Reproduce the items from the line containing "As a courtesy, could you identify the helmet 'a'" up to and including the line containing "[400,42,431,68]", changing "logo" to "emblem" and leaving everything else unchanged.

Given entries =
════════════════════

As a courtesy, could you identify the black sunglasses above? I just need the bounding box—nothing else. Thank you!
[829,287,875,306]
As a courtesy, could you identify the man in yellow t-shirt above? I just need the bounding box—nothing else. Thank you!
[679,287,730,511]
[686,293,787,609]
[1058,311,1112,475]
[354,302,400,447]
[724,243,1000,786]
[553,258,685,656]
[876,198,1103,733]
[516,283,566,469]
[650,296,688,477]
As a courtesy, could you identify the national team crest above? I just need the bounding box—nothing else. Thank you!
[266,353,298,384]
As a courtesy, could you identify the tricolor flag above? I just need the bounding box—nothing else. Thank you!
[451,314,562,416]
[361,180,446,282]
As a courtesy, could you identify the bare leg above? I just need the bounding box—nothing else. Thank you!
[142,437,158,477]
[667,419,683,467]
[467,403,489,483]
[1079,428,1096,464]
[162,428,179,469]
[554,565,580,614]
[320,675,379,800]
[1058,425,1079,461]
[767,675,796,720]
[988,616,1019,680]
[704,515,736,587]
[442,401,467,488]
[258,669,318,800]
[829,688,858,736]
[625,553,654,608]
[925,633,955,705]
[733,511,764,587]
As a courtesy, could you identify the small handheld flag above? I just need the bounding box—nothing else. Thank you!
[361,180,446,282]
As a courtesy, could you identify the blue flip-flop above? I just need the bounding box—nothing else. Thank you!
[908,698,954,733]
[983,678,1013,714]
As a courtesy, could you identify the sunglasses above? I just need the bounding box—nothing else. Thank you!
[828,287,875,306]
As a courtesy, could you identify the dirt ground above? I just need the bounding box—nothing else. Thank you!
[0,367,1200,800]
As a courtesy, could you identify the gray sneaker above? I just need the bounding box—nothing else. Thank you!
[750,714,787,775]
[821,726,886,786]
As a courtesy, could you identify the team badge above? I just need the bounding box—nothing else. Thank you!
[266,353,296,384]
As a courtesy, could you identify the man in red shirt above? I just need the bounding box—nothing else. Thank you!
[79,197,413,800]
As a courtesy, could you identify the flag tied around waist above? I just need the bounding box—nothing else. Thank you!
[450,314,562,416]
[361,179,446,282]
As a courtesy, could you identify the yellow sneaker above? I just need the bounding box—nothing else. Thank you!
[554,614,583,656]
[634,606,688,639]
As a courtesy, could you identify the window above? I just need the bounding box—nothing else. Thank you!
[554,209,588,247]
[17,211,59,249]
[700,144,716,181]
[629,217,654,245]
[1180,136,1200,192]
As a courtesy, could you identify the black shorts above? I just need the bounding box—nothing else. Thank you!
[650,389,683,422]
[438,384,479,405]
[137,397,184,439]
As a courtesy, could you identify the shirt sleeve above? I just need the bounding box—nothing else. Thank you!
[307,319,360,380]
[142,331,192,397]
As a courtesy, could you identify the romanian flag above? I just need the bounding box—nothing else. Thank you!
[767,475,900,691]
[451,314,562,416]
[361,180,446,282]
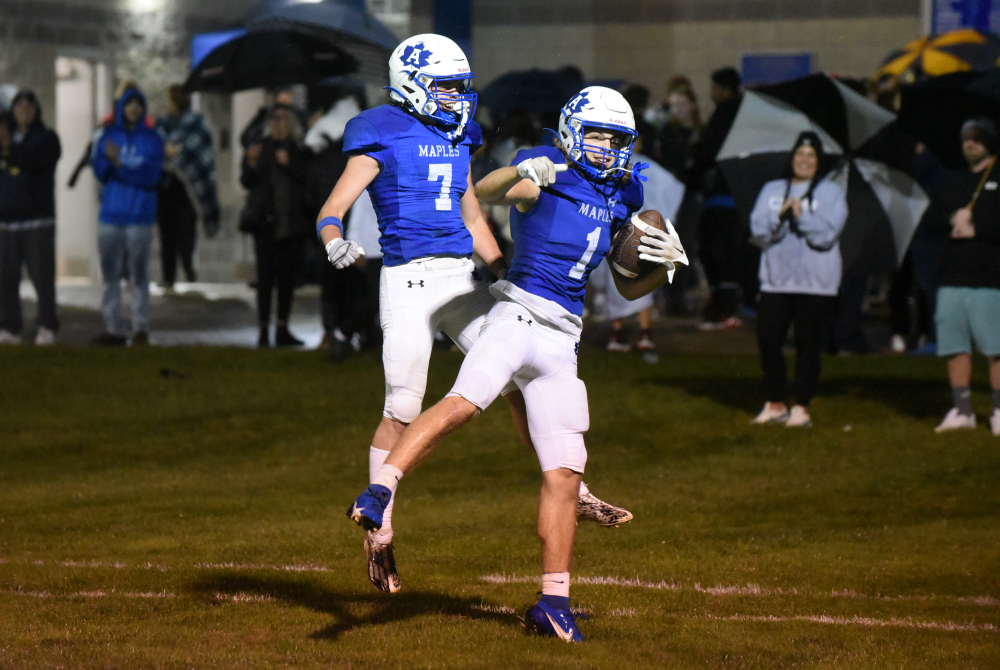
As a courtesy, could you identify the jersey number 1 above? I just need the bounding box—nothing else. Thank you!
[569,226,601,279]
[427,163,451,212]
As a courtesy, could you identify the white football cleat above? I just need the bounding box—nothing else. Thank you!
[35,326,56,347]
[365,533,401,593]
[576,493,632,527]
[750,403,789,426]
[0,330,21,344]
[785,405,812,428]
[934,407,976,434]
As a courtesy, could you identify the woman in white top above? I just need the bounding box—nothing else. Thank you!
[750,132,847,427]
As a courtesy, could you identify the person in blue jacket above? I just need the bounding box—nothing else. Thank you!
[91,89,164,346]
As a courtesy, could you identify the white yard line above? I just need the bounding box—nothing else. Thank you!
[480,574,1000,607]
[0,589,177,599]
[701,614,1000,633]
[0,558,333,572]
[194,563,333,572]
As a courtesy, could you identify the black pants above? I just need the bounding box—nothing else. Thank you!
[156,176,198,286]
[699,207,745,321]
[829,273,872,354]
[757,293,835,407]
[0,225,59,335]
[253,230,304,326]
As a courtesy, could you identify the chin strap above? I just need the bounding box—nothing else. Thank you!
[624,163,649,184]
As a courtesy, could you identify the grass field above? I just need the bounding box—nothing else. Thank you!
[0,347,1000,669]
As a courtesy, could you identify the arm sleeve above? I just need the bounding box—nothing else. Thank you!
[972,188,1000,243]
[344,116,386,168]
[750,182,788,249]
[920,172,971,236]
[90,132,115,183]
[799,181,847,251]
[465,121,483,156]
[8,129,62,173]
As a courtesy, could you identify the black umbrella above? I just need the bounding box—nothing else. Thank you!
[246,0,399,82]
[717,75,928,273]
[899,69,1000,169]
[184,29,358,92]
[479,68,583,121]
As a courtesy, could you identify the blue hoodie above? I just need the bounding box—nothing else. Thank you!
[91,89,163,226]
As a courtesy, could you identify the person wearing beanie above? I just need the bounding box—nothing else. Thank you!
[91,89,164,346]
[924,118,1000,437]
[750,132,847,428]
[0,91,62,345]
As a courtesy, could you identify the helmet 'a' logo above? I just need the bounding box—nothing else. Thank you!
[566,93,590,114]
[400,42,431,68]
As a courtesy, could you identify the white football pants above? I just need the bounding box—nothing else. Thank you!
[379,258,496,423]
[448,302,590,474]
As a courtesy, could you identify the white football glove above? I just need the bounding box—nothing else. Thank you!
[632,222,689,281]
[326,237,365,270]
[517,156,568,188]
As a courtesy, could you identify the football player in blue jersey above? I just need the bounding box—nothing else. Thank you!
[350,86,687,641]
[317,35,632,593]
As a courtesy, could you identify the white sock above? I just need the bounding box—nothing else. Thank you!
[368,447,403,544]
[542,572,569,598]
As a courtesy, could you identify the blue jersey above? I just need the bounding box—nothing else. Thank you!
[344,105,483,267]
[507,147,643,316]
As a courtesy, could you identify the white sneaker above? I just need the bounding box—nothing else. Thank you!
[0,330,21,344]
[35,326,56,347]
[750,403,788,425]
[934,407,976,434]
[785,405,812,428]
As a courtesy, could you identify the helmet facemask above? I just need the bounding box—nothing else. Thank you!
[408,72,477,127]
[561,110,638,179]
[387,34,476,139]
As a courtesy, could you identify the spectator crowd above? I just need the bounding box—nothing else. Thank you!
[0,67,1000,435]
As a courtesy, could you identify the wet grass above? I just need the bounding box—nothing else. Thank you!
[0,347,1000,669]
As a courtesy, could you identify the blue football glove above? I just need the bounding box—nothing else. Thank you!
[632,163,649,184]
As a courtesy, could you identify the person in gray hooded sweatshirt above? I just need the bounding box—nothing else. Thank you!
[750,132,847,427]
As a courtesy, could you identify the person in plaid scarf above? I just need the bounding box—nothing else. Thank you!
[156,84,219,288]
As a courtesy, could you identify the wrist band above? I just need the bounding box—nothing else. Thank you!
[316,216,344,237]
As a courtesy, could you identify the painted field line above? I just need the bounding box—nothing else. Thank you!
[3,589,177,600]
[480,574,1000,607]
[699,614,1000,633]
[0,558,333,572]
[215,591,278,603]
[194,563,333,572]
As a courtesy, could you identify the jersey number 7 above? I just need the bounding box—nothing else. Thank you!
[427,163,451,212]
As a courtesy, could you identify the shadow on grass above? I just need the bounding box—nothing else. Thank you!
[188,574,521,640]
[647,370,951,419]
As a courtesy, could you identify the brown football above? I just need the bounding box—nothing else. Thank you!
[608,209,667,279]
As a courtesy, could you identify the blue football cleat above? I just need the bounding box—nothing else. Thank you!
[347,484,392,531]
[524,601,583,642]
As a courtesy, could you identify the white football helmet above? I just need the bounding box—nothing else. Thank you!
[559,86,637,179]
[386,34,476,136]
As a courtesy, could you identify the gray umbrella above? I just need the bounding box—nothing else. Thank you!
[717,82,928,272]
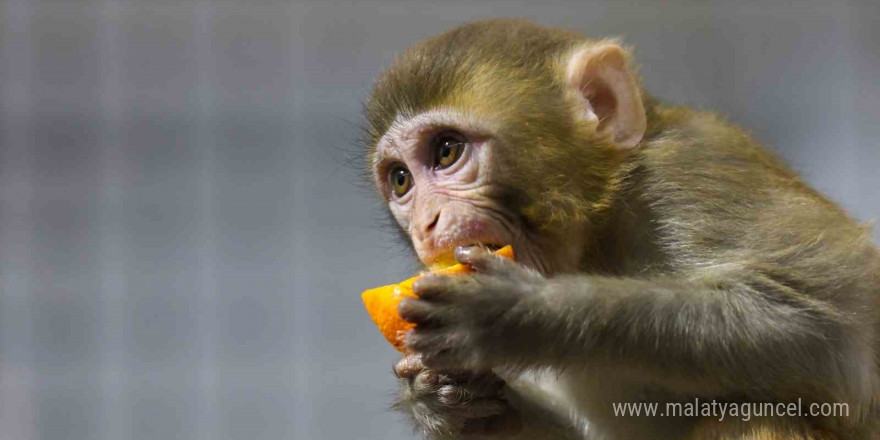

════════════════════

Complete response =
As a courtesy, could you identify the helmet 'a' emblem above? I just need the bounding box—nothing else. Thank you!
[566,93,590,114]
[400,42,431,68]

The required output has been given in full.